-- What is required --
Copy every line from the data below in which the string "mouth" can be found.

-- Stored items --
..........

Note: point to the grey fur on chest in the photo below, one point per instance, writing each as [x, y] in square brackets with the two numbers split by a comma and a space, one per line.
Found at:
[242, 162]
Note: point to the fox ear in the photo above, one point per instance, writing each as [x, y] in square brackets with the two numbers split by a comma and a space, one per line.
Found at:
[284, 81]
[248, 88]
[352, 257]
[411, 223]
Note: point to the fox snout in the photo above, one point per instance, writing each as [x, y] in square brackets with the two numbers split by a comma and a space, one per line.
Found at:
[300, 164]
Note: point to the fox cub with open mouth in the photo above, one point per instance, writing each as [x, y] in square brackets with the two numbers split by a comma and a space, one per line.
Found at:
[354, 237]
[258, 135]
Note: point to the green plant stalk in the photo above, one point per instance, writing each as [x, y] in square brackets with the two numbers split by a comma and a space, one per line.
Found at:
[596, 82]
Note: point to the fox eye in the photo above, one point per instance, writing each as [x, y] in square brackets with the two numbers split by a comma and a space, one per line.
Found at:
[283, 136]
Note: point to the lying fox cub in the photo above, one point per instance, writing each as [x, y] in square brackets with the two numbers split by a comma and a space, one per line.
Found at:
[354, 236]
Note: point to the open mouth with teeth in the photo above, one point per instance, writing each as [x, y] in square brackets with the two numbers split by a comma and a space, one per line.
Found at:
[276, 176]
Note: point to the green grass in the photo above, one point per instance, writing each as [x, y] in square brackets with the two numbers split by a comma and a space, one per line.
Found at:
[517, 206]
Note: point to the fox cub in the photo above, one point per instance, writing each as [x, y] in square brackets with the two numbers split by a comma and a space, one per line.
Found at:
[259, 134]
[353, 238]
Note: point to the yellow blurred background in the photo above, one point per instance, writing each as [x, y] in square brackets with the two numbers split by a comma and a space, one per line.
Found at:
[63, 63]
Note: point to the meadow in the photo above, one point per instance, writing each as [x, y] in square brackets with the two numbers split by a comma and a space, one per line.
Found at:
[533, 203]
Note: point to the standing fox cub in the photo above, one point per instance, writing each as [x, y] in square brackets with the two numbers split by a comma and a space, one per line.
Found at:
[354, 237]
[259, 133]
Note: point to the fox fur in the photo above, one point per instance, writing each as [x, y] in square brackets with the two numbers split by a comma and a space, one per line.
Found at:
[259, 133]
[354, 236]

..........

-- Reply --
Note: point to the fox cub with open mouth in the photo above, one point per instance, writing each as [x, y] in square brackets with the two numbers split by a comma and a space, one per line.
Note: point to the open mouth with teeth in the photo above, one point per instance, writing each as [x, y] in square brackets with the two numbers split by a comma and a space, one per line.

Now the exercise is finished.